**Exercises to complete:**
1. From the passage on a mother's morning with her toddler, list the steps of Pri's morning routine, the one said to take about 10 minutes.
2. Write the next part of the passage on a mother's morning with her toddler, picking up after its final sentence.

**Source passage:**
____

I then make the bed, and now that she can walk, she’ll follow me around each side of the bed and pat the covers (because she’s helping me). We then go get her ready for her day!
Although I look like a bum, rolled out of bed, probably opted out of a shower (because Pri likes to walk in with me and hubby isn’t home as she did today…fully clothed… and got soaked and said “raining”) I get Pri dressed in something comfortable (but sometimes I just keep her in her PJs… again depends on the day) 😂 we do her morning routine which takes all of 10 minutes. Diaper change, put on some clothes or not, and brush her little growing hair.INDEPENDENT PLAYING, lots of encouragement, and rotating toys! She’s usually not too hungry super early since she just nursed, so this is a great time for her to do some independent playing. What I mean by independent is that she really enjoys her toys, and I’ll sit on the kid couch in her bedroom or in the living room and she’ll entertain herself (with my smiles and head nods) as she’s playing. She’ll take out her toys, her magnets, dump them on the ground, stack them up, find a stuffed animal, show me, grab a ball, roll it around… we get a good 30 minutes to an hour of that.
MEALS are a great way to bond, but also work! By that time it’s around 9 or so and we’ll head to the kitchen! The kitchen and the living room are connected and almost completely baby proofed. I would say my husband and I have done a pretty good job at guiding her to not really get into things she shouldn’t get into (please don’t quote me on this - she’s still a fresh toddler exploring the world). She usually will hang out with me in the kitchen, grab a toy or two from the living room and find a spot smack in the middle of the walkway to play.
CLEAN as you go!!!! I cannot emphasize this one enough. It’s not about the house being clean (although I do need a clean house) - it’s about efficiency and making the house functional for days that can be hard or unexpected). I’ll unload the dishwasher that has all of 5 dishes, and make breakfast - usually an egg, apples, or some type of fruit. She loves eggs (we do one egg with coconut cream) and a cooked apple, peeled with cinnamon, cooked down until it’s soft and melts in your mouth. While she’s eating breakfast, we are talking and I’m working. Again, we get a good half hour to an hour of hanging out together at the table. She’s exploring splashing her water, learning new words and eating eggs and apples while talking, and I’m working, but also doing my best to engage and talk with her, ask her questions, help her as she’s navigating a fork. Then I eat leftover of whatever she didn’t eat. lol YEP things that she’s smashed on her plate.. I usually finish as long as its presentable.

____

**Dataset rows:**
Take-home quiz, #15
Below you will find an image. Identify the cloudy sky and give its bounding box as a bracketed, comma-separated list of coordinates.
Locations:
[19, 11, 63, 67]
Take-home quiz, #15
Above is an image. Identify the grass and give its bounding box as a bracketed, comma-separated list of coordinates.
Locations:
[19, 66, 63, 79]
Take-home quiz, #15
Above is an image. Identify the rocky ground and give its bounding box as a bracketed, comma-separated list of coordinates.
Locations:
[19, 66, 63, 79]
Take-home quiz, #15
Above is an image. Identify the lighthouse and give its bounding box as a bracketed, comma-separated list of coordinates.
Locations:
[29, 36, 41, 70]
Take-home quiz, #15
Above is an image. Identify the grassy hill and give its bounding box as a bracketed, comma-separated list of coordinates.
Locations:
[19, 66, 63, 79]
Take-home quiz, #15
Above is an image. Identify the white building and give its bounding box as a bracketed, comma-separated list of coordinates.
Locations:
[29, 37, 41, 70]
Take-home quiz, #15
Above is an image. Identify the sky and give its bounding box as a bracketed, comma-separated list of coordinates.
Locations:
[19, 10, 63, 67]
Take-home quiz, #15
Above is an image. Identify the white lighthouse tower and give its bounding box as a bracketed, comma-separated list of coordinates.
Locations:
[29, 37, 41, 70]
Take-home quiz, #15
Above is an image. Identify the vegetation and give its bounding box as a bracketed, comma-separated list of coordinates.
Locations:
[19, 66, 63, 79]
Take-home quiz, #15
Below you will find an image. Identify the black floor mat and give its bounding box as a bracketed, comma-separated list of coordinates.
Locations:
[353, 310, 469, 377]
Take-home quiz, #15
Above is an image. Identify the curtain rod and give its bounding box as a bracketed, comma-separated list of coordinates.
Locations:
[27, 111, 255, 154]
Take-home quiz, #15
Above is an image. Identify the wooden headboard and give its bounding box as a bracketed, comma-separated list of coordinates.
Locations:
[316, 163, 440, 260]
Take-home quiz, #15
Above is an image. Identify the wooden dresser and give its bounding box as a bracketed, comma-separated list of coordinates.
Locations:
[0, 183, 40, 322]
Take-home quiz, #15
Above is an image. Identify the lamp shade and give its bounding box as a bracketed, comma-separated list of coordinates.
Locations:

____

**Answers provided:**
1. Diaper change; put on some clothes or not; brush her little growing hair.

2.
By the time she’s done she’s ready to play with the other toys. The good ones I have in our most frequented space which is the living room. We have a busy book that has way too many small pieces that I have to find at the end of each day, we have a couple of Montessori toys, an animal puzzle, some stuffed animals, all the good stuff. She’ll find so many things to do which gives me at least an hour if not two to get some serious work done, with nursing breaks in between on demand.
Use naps to your advantage, however you want to! A break for yourself, time to snuggle your little one (get that oxytocin), deep work, or clean up a bit. When she’s reached her independent playtime peak and needs more me, I’ll take a break. We’ll nurse, or take our dog outside for some fresh air, or just play with one of her toys on our massive cozy couch. It’s usually around nap time - and here is where I have to be flexible.
Depending on what time she woke up, if earlier than 7am she’ll go down for a nap around 10 or 11am. She will sleep for an hour and a half or if I lucky, two solid hours. This is where I choose to either nap with her (my lunch break) OR get more work done, and take my lunch break when she wakes up so I can be fully present. I usually continue working while she’s sleeping, and take my lunch break intentionally when she wakes up so I can be fully present with her and we can eat lunch together without my computer at the table.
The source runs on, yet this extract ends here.